## Using the information:
[1] Shorten the paragraph of the passage on dogs that begins "Dogs used to be fully integrated," keeping its main points.
[2] Write a continuation of the passage on dogs, picking up after its final sentence.

## Passage provided:
※

This country is long overdue for a serious conversation about dogs. You know what I'm talking about. Carnac the Alsatian, who busts loose from his leash, bounds across the field and flattens Grandma. Pendleton the remorseless Bichon Frise, who saunters down the sidewalk on his 12-foot leash and then clotheslines you ankle-high. While you're clutching your shattered patella, the dog tears loose from the retracting leash, and the handle jerks back, smacking some innocent passerby right in the kisser. Naturally, it's the victim's fault. "You must have scared him," the owner chides you. "Pendleton never bites unless he feels threatened."

There's more. You go over to a friend's house to watch a football game and some sausage-shaped mutt howls and whines and goes hysterical every time you swear at the ref. When you get up to grab a handful of Doritos, he bounds across the room and rips a chunk out of your calf, then acts like you deserved it.

What's up with these dysfunctional quadrupeds? Why can't they get it through their heads: It's not about you. OK? Parakeets understand this. Turtles do, too. So why not dogs?

Dogs used to be fully integrated into the culture. They ate their disgusting food, slept 18 hours a day and kept their yaps shut. They understood that their mission in life was to go for long walks, kill squirrels, stick their tongue out for photo-ops with the kiddies and scare away intruders. But that was when dogs had names like Rover and Fido and Skippy. Dogs knew their place. They knew where they stood on the depth chart. They never mistook a fire engine or a bawling infant or a grunt from a geriatric house-guest for a Mongol invasion.

But now that dogs have names like Scheherazade and Mr. Bingley and Mingus, they think they own the joint. My sister has a couple of those yappy dogs that look like filthy dust mops, and I'm always getting in trouble for stepping on their paws or accidentally drop-kicking them across the living room. My feeling is: If you don't want to get stepped on, stop impersonating a bedroom slipper. Didn't you guys ever hear of Darwin? And get that hair out of your eyes and try shaking a tail feather every once in a while so the rest of us can tell you're still breathing.

※

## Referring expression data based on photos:
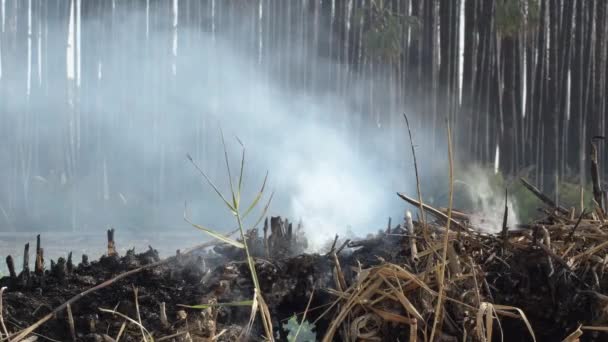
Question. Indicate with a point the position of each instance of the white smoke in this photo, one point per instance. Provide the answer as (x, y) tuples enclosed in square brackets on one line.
[(488, 200)]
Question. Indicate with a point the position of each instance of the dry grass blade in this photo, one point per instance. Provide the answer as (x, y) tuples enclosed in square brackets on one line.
[(295, 338), (254, 311), (235, 203), (141, 327), (392, 317), (4, 330), (264, 211), (595, 328), (407, 305), (113, 312), (122, 329), (522, 315), (205, 306), (574, 336)]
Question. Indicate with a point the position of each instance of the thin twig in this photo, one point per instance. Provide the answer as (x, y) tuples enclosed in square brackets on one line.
[(446, 238), (295, 338), (71, 323), (141, 327), (421, 208), (4, 330)]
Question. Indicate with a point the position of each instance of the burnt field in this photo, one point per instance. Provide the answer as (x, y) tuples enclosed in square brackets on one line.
[(543, 281)]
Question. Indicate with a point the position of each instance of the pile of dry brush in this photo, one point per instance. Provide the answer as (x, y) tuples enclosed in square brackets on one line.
[(544, 281), (437, 279)]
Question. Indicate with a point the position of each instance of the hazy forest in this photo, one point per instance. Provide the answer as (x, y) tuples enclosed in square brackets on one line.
[(101, 100)]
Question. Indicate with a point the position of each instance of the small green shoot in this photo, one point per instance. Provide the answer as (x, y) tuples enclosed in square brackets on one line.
[(258, 301)]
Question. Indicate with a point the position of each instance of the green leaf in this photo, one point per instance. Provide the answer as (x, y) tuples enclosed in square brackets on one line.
[(295, 333), (217, 191), (257, 198), (205, 306), (218, 236)]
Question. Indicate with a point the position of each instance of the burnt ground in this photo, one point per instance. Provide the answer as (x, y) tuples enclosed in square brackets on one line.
[(555, 299)]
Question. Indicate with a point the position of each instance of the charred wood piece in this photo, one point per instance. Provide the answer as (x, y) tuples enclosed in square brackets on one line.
[(111, 243), (10, 264)]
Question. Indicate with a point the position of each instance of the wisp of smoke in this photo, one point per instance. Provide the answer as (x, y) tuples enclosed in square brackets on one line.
[(488, 202)]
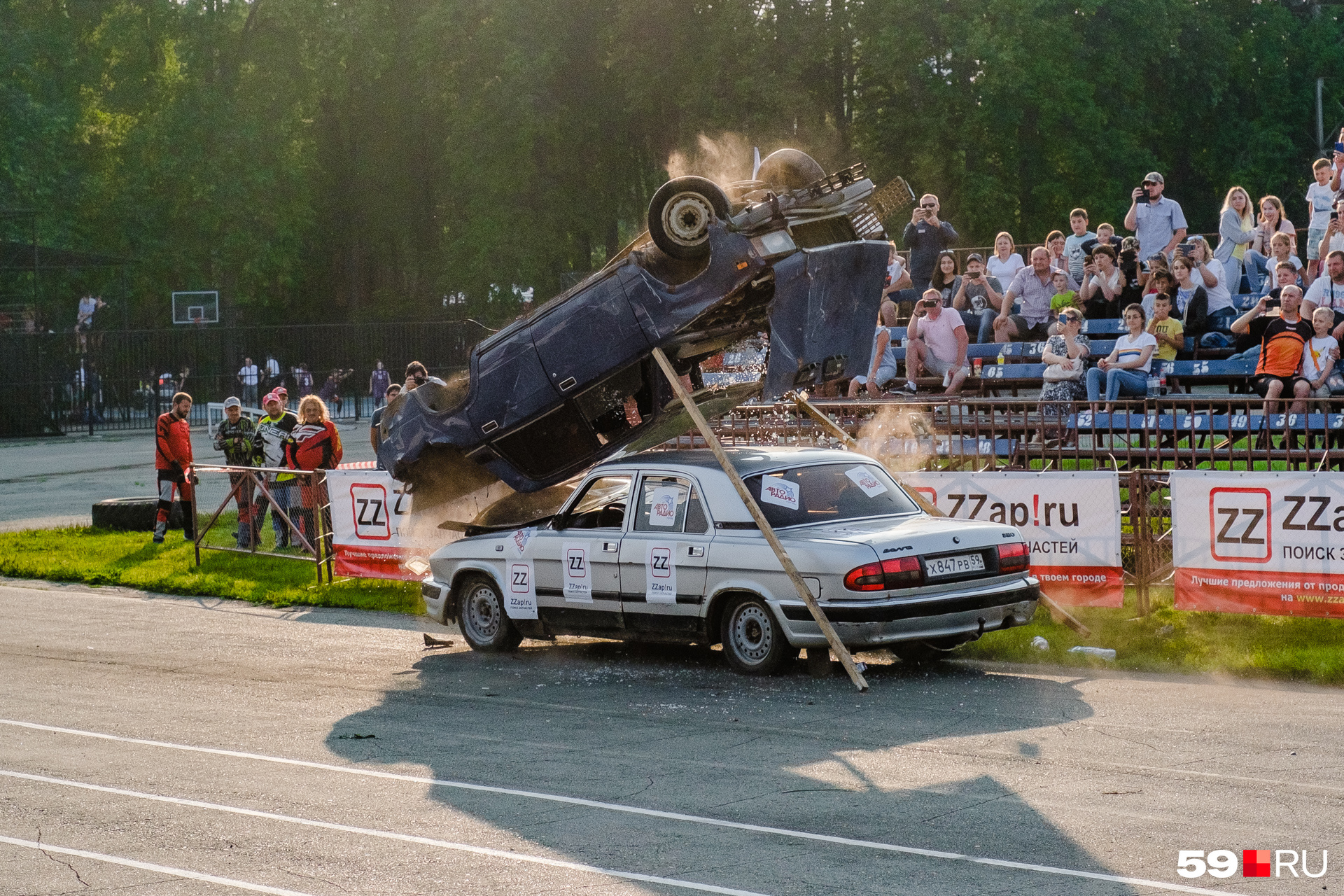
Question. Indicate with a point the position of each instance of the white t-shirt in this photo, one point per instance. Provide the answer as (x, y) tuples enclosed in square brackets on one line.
[(1128, 351), (1322, 199), (1004, 270), (941, 335), (1326, 293), (1316, 354), (1219, 296)]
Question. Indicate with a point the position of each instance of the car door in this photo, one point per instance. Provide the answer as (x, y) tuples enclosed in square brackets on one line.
[(664, 555), (577, 575)]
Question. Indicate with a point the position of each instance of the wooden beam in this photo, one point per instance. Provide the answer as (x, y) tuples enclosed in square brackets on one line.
[(792, 571)]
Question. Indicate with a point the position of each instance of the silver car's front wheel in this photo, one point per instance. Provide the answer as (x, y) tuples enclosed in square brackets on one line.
[(752, 637), (480, 610)]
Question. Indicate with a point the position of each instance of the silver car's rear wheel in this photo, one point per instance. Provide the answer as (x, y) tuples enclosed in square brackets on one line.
[(480, 609), (753, 641)]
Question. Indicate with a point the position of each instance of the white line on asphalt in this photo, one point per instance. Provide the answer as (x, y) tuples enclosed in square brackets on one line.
[(162, 869), (388, 834), (634, 811)]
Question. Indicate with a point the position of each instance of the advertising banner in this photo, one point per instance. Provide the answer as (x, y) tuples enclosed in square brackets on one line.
[(1072, 522), (369, 514), (1259, 542)]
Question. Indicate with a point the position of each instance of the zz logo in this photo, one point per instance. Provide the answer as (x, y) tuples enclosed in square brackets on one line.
[(1240, 526)]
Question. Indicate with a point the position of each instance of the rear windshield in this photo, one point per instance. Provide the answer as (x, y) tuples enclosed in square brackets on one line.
[(828, 493)]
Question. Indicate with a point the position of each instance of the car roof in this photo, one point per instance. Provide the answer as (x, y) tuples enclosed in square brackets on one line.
[(746, 461)]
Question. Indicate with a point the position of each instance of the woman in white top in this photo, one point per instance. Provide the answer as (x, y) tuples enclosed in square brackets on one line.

※

## Responses:
[1] Dogs once fit fully into the culture. They ate their disgusting food, slept 18 hours a day and stayed quiet. Their jobs were to take long walks, kill squirrels, pose for photos with children and scare off intruders. Back when they were called Rover, Fido and Skippy, dogs knew their place. They never mistook a fire engine, a crying baby or an elderly guest's grunt for a Mongol invasion.

[2]
The other day a friend was telling me that "Leo" inadvertently wandered directly into the path of a cow and got spooked. Leo is a dog. The cow didn't have a name. With the exception of Daisy, cows never have names, which is what I love about them. And they don't expect to have names. They're cows. You don't give goldfish, hyenas or future entrées at Smith & Wollensky names like Leo or Daphne or Barnabas. Once you start doing that, they forget pretty soon that they're animals.

People get all weepy when they tell you that their dog just died. They expect you to be compassionate and understanding, as if they'd just lost four sons at Bull Run. Not me. "Valjean did have 17 kinds of cancer and was deaf and blind before you finally had the common decency to put him down," I point out. "So get your chin up, buy another dog. It's not like the dog store's running low on inventory."

When I first moved to my cute little town, it was filled with big, stupid mongrels with loads of time on their hands. They would lie in the sun, snooze and mind their own business. Now my town is filled with Patagonian snow bitches and neurotic dogs that get carted around in iPad cases. Pretty soon you won't be able to live here anymore.

And don't get me started on people who talk about their dogs as if they were children. Nobody ever drove 400 miles round-trip in a single day just to have lunch with their dog on their birthday. And nobody ever spent $200,000 to send a Pekinese to Princeton.

My mom had a cat that lived 15 years. I loved that cat because for 15 solid years it stayed out of my way. We had a good working relationship: You're a pet; I'm a human. Let's keep it that way. Cats get the big picture. Cats stick to the agenda. Cats keep a low profile. To paraphrase Bob Dylan: Cats don't need you and, man, they expect the same.

Just for the record, my mom's cat was named Tom.